Estrai e ricopia identiche le righe partendo dall'inizio dei dati e terminando con la riga che contiene "361 155 L 366", inclusa.

******************************

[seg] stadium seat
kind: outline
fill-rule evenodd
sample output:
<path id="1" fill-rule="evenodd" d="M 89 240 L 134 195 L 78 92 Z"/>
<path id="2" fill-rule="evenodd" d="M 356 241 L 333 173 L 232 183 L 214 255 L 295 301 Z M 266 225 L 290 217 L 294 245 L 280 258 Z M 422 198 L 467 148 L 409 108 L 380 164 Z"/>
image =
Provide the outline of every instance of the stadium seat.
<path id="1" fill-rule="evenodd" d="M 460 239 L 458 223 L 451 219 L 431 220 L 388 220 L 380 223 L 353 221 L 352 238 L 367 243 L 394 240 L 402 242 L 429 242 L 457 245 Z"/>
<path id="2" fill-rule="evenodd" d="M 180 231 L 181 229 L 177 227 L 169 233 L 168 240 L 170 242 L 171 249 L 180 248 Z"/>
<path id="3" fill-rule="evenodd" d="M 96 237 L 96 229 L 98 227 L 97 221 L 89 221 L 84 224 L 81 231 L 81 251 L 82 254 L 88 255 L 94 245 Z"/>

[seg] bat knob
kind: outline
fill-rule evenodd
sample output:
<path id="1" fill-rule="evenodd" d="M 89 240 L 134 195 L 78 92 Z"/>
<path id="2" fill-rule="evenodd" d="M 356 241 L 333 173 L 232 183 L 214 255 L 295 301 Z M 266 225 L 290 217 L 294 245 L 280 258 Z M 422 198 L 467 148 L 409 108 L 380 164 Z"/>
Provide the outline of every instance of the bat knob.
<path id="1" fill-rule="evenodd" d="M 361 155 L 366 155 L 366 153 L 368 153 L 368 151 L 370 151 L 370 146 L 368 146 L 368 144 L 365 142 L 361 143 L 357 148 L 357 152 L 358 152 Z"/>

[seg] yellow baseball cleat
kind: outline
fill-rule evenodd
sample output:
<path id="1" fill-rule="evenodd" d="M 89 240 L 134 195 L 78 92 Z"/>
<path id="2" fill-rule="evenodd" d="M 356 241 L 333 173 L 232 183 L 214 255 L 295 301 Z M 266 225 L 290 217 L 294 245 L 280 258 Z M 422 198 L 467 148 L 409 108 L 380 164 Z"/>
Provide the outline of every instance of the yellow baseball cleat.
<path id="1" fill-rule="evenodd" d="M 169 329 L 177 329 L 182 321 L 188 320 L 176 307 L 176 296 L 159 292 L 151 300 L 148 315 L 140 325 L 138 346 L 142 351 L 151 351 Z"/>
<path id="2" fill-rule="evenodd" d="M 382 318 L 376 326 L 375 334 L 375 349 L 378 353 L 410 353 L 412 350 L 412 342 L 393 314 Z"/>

******************************

RISULTATO –
[seg] stadium seat
kind: outline
fill-rule evenodd
sample output:
<path id="1" fill-rule="evenodd" d="M 89 240 L 134 195 L 78 92 Z"/>
<path id="2" fill-rule="evenodd" d="M 356 241 L 333 173 L 232 183 L 214 255 L 295 301 Z M 266 225 L 290 217 L 294 245 L 280 258 Z M 422 198 L 467 148 L 409 108 L 380 164 Z"/>
image =
Provide the outline of every instance of the stadium seat.
<path id="1" fill-rule="evenodd" d="M 460 239 L 458 223 L 451 219 L 431 220 L 388 220 L 380 223 L 353 221 L 352 238 L 367 243 L 394 240 L 402 242 L 429 242 L 457 245 Z"/>
<path id="2" fill-rule="evenodd" d="M 180 231 L 181 229 L 177 227 L 169 233 L 168 240 L 170 242 L 171 249 L 180 248 Z"/>
<path id="3" fill-rule="evenodd" d="M 96 237 L 96 229 L 98 227 L 97 221 L 89 221 L 84 224 L 81 231 L 81 251 L 82 254 L 88 255 L 94 245 Z"/>

[seg] bat knob
kind: outline
fill-rule evenodd
sample output:
<path id="1" fill-rule="evenodd" d="M 89 240 L 134 195 L 78 92 Z"/>
<path id="2" fill-rule="evenodd" d="M 356 241 L 333 173 L 232 183 L 214 255 L 295 301 Z M 266 225 L 290 217 L 294 245 L 280 258 Z M 422 198 L 467 148 L 409 108 L 380 164 Z"/>
Provide the outline of every instance of the bat knob.
<path id="1" fill-rule="evenodd" d="M 361 155 L 366 155 L 366 153 L 368 153 L 368 151 L 370 151 L 370 146 L 368 146 L 368 144 L 365 142 L 361 143 L 357 148 L 357 152 L 358 152 Z"/>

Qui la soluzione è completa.